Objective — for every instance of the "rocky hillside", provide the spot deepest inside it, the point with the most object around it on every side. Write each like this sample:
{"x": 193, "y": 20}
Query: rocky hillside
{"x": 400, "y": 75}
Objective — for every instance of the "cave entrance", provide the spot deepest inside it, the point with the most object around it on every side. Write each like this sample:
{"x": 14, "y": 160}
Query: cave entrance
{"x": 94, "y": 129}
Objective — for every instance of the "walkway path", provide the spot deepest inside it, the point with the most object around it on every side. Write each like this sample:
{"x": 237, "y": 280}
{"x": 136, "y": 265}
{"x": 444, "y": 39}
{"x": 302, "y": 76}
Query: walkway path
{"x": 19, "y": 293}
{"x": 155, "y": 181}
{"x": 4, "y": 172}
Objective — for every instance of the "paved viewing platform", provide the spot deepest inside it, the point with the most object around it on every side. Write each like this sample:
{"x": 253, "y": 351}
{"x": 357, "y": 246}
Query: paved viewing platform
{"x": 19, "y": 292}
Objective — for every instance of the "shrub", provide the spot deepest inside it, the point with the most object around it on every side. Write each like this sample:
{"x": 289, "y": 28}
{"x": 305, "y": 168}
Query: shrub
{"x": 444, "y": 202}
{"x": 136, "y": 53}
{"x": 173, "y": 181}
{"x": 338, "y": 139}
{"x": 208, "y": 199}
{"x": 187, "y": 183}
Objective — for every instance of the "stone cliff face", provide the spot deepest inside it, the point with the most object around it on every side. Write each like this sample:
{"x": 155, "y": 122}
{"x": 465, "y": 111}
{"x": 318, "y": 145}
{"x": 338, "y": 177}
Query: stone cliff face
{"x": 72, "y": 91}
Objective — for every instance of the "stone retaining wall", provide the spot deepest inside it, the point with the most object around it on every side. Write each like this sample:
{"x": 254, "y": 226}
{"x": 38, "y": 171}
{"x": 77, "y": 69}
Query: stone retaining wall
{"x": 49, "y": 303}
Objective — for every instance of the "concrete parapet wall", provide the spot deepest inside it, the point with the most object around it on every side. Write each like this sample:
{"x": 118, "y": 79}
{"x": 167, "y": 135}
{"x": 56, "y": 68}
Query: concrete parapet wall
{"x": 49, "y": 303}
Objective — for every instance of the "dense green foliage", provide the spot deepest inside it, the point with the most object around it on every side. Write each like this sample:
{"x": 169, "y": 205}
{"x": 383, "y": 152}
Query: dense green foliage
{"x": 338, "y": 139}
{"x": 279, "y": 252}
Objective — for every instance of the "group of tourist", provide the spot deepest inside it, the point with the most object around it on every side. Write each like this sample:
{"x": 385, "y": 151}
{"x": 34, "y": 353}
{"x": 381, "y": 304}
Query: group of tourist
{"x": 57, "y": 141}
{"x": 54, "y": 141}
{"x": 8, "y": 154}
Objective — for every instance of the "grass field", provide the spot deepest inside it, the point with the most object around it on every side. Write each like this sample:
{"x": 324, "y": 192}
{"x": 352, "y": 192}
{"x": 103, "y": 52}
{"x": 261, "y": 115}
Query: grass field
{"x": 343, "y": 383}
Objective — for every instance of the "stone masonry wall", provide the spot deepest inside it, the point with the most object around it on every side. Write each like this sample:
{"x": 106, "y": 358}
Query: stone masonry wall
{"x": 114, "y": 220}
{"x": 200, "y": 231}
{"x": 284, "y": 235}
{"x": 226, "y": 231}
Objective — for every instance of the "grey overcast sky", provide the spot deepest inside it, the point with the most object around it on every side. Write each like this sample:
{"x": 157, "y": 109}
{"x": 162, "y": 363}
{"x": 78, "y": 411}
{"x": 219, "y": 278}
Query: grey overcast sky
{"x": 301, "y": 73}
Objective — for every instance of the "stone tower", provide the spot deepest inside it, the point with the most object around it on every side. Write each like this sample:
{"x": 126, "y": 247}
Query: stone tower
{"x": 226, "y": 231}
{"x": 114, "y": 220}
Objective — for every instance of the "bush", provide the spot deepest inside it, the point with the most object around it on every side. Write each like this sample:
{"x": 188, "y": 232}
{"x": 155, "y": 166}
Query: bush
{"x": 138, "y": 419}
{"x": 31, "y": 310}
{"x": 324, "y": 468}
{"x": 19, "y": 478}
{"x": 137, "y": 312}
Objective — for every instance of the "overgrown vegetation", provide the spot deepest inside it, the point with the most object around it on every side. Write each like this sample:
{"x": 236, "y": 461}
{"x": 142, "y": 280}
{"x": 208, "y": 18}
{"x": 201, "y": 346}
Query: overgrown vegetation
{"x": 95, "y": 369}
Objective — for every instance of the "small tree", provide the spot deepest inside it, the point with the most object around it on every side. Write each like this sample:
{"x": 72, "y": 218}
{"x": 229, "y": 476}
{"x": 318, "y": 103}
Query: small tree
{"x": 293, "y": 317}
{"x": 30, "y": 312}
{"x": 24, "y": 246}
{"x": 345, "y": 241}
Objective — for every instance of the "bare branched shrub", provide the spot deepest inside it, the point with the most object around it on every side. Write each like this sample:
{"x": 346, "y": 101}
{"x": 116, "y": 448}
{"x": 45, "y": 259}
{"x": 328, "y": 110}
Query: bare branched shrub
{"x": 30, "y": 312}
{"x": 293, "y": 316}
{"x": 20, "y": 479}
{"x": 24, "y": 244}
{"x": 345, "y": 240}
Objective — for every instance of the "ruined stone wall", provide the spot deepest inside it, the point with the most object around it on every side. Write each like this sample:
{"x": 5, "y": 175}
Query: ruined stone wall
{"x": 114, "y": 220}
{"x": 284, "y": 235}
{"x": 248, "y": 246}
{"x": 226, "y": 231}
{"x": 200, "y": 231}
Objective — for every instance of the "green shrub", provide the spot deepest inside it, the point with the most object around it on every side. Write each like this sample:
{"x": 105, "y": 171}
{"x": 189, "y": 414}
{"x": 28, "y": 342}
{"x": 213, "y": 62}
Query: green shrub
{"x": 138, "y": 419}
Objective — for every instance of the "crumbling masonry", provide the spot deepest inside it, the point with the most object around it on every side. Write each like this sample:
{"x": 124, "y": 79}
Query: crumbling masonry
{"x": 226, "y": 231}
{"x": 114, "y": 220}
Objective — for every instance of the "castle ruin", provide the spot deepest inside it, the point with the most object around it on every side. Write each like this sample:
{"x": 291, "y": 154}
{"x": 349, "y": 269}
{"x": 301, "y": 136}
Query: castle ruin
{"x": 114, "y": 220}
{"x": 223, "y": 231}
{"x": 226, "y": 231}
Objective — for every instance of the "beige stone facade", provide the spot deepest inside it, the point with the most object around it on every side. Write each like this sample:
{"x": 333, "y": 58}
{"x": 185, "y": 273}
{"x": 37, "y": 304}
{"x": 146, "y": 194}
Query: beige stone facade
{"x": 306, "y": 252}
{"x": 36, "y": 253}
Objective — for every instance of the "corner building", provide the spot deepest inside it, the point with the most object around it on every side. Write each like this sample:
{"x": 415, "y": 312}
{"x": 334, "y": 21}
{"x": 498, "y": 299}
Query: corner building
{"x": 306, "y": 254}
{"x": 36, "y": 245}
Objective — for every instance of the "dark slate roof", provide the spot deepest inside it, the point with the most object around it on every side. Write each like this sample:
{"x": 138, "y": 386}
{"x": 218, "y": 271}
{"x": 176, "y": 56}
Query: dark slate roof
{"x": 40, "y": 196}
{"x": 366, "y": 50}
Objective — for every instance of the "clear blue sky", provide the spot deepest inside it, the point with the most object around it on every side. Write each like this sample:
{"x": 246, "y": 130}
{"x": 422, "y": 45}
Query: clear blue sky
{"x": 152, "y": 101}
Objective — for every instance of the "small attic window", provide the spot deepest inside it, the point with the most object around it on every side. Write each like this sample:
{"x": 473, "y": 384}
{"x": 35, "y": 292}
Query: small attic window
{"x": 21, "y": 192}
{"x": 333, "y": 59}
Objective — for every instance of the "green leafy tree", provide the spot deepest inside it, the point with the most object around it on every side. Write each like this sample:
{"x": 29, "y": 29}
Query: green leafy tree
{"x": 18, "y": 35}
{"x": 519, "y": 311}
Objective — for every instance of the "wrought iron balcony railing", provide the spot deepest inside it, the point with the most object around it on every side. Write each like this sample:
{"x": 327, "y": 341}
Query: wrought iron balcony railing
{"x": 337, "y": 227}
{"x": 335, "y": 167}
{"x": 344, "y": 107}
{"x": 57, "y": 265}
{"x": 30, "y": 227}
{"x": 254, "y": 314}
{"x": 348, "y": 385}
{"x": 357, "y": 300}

= = = = =

Report every line in the rows above that contains the string "bush", copying each one in full. A match counts only when its letters have the same case.

THE REPLY
Objective — for every instance of the "bush", provide the spot deepest inside it, the point with the most object around it on every side. Write each like this sample:
Query: bush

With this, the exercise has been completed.